§ SOURCE EXCERPT:
■ ■ ■ ■ ■
MEMBERSHIP UNIT PURCHASE AGREEMENT

 

THIS MEMBERSHIP UNIT PURCHASE AGREEMENT (“Agreement”) is entered into by and between TWIN CITIES POWER, L.L.C., a Minnesota Limited Liability Company (the “SELLER” and/or “COMPANY”), and JOHN O. HANSON (the “PURCHASER”) dated the 28th day of March 2012 and for accounting purposes this Agreement shall be determined to be effective January 31st, 2012. The PURCHASER and SELLER are jointly referred to as PARTIES (“PARTIES”).

 

1.              WHEREAS, the PURCHASER has loaned to the SELLER pursuant to Loan Agreements dated August 31st, 2006 as Amended and June 26th, 2008 as Amended totaling $4,000,000.00 with a principle balance due as of January 31st, 2012 of $2,745,000.00 plus interest due and payable through January 31st, 2012, the closing date as herein defined (the “HANSON LOANS”). The HANSON LOANS are represented by Exhibits A and B and are attached hereto and incorporated herein by this reference.
■ ■ ■ ■ ■
§ REQUIRED WORK:
1. Set down the part of the purchase agreement excerpt between "1.              WHEREAS, the" and "by this reference.", inclusive.
2. Which lines of the entries contain the word "background"? Report each of them in full.

(Dataset entries)
■ ■ ■ ■ ■
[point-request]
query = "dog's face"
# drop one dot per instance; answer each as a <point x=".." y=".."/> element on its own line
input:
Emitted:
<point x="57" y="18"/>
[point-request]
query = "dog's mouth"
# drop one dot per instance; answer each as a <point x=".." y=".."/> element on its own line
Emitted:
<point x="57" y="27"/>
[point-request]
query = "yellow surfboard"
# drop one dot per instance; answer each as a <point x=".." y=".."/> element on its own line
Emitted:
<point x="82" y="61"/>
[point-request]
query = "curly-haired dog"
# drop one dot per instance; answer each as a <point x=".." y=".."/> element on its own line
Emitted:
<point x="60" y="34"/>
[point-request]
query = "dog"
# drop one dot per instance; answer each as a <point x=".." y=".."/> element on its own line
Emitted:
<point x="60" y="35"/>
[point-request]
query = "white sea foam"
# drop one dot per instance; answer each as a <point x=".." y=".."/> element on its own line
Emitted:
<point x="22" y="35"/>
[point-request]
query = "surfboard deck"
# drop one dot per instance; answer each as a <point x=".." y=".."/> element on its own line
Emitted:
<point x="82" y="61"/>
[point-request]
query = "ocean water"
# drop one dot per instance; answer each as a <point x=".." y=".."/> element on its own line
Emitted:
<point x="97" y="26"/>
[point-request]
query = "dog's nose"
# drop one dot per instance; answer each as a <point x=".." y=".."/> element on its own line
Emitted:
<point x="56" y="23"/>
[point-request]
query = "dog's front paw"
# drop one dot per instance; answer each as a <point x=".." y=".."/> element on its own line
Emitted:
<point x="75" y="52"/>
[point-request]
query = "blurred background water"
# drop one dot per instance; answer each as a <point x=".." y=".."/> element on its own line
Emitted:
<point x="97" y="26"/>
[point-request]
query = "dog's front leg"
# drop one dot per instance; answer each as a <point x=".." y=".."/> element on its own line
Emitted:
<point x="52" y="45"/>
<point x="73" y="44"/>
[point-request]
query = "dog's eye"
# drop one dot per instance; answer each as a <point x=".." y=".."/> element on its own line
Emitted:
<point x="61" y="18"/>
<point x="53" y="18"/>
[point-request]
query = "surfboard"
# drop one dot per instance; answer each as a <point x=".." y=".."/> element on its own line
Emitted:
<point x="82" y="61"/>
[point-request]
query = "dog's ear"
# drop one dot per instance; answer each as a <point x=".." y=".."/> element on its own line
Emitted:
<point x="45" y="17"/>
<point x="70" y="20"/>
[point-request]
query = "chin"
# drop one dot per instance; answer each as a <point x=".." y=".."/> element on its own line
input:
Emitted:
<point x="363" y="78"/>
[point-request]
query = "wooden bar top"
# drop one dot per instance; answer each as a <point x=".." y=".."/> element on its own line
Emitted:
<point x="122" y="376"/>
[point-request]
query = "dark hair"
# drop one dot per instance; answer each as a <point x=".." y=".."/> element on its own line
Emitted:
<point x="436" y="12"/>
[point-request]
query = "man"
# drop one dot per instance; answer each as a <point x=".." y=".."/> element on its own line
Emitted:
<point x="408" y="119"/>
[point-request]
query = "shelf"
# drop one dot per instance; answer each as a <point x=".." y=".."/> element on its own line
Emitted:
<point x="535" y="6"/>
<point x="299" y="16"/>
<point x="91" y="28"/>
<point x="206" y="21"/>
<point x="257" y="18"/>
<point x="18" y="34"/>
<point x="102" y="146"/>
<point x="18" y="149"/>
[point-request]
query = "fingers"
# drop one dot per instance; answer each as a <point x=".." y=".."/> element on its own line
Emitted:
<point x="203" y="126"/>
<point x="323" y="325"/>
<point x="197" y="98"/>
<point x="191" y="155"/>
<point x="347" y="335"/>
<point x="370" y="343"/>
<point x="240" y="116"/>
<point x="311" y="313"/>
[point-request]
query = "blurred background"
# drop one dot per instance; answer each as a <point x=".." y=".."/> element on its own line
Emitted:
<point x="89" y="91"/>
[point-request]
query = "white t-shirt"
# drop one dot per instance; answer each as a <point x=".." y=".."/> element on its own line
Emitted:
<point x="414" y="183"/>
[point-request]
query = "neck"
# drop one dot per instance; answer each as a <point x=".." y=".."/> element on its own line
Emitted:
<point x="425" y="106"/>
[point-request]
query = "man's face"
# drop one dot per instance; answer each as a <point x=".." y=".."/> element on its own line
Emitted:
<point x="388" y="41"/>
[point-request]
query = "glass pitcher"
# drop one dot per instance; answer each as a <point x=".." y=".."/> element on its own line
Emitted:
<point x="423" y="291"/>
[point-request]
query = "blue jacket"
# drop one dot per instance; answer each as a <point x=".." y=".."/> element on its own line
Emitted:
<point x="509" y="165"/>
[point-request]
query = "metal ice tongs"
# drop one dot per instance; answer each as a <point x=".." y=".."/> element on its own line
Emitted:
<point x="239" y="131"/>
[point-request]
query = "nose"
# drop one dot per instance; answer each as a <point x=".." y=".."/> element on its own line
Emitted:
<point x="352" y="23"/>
■ ■ ■ ■ ■
§ ANSWERS PROVIDED:
1.
1.              WHEREAS, the PURCHASER has loaned to the SELLER pursuant to Loan Agreements dated August 31st, 2006 as Amended and June 26th, 2008 as Amended totaling $4,000,000.00 with a principle balance due as of January 31st, 2012 of $2,745,000.00 plus interest due and payable through January 31st, 2012, the closing date as herein defined (the “HANSON LOANS”). The HANSON LOANS are represented by Exhibits A and B and are attached hereto and incorporated herein by this reference.

2.
query = "blurred background water"
query = "blurred background"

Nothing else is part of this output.